WHAT THE EXERCISE ASKS:
Restate word for word the run of lines that begins at the one containing "detect the fortified" and ends at the last line of the listing.
***** RECORDS SUPPLIED *****
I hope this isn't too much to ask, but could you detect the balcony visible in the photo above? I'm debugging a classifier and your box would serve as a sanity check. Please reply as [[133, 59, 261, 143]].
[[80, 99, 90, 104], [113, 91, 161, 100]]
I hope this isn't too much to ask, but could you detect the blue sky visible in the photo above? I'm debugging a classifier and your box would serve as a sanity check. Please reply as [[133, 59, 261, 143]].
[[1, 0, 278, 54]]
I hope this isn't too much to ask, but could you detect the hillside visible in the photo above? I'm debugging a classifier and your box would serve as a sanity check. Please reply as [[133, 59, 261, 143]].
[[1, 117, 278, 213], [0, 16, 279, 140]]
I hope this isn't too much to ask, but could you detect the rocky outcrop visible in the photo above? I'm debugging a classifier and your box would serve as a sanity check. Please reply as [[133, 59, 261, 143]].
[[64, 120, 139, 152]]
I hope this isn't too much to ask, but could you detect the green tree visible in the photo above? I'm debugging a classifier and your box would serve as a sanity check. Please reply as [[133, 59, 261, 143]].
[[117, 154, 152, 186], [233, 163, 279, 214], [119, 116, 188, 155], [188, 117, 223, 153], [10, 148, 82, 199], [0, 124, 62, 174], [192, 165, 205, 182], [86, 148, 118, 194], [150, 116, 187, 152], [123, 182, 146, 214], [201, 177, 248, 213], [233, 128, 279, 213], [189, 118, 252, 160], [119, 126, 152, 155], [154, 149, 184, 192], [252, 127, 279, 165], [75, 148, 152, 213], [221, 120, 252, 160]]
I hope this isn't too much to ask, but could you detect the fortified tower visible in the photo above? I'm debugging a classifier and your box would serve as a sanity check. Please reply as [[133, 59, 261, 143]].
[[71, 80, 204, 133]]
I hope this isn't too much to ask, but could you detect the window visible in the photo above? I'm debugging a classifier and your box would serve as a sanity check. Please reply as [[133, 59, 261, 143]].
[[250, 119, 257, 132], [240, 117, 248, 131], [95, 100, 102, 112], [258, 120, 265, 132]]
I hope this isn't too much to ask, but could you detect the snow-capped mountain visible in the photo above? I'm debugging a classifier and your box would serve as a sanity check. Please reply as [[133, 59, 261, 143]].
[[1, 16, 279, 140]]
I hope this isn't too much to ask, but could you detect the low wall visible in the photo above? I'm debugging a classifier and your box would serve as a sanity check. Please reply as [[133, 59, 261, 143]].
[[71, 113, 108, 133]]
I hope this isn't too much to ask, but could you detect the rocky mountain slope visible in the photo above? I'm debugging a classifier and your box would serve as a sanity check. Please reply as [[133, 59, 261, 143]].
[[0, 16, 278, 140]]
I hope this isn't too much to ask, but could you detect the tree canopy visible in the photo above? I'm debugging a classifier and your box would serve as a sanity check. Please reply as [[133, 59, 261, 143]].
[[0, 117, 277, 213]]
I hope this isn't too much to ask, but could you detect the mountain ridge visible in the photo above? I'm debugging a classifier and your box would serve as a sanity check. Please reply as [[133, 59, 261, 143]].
*****
ANSWER SPACE:
I hope this isn't too much to ask, but could you detect the fortified tower visible in the photo above? I'm debugging a classifier and your box would serve as a sanity check. Please reply as [[133, 59, 261, 143]].
[[71, 80, 204, 133]]
I hope this isn't too much to ask, but could you detect the window visible in the photo above? I'm debugging a classifier and your box would serve as a sanity check. Please reply as [[133, 59, 261, 143]].
[[250, 119, 257, 132], [240, 117, 248, 131], [95, 100, 102, 112], [258, 120, 265, 132]]
I hope this isn't too much to ask, but could you detect the snow-capped mountain visible in the photo above? I'm debugging a classifier and your box would serve as a sanity check. Please reply as [[133, 59, 261, 143]].
[[1, 16, 279, 140]]
I hope this isn't too much to ask, but could you detect the low wall visible in the photo above? I'm debugging a classifier and your box would serve as a sanity check. Please reply as [[133, 59, 261, 143]].
[[71, 113, 108, 133]]
I hope this isn't too much to ask, but could you detect the rocky mountain slope visible in the photo above? I'm debugging a classifier and your box would serve as a sanity check. Please reply as [[133, 59, 261, 143]].
[[0, 16, 278, 140]]
I hope this isn't too much to ask, but could you detect the tree canopy visible in the photo above? I'm debugging a classifier and your box would serve as a sanity check. Please reply as [[133, 59, 261, 143]].
[[0, 117, 277, 213]]
I hope this isn't too much to ask, but could you detect the mountain ridge visible in the photo above? I'm debugging a classifier and your box would serve as a sanity check. Please reply as [[133, 59, 261, 143]].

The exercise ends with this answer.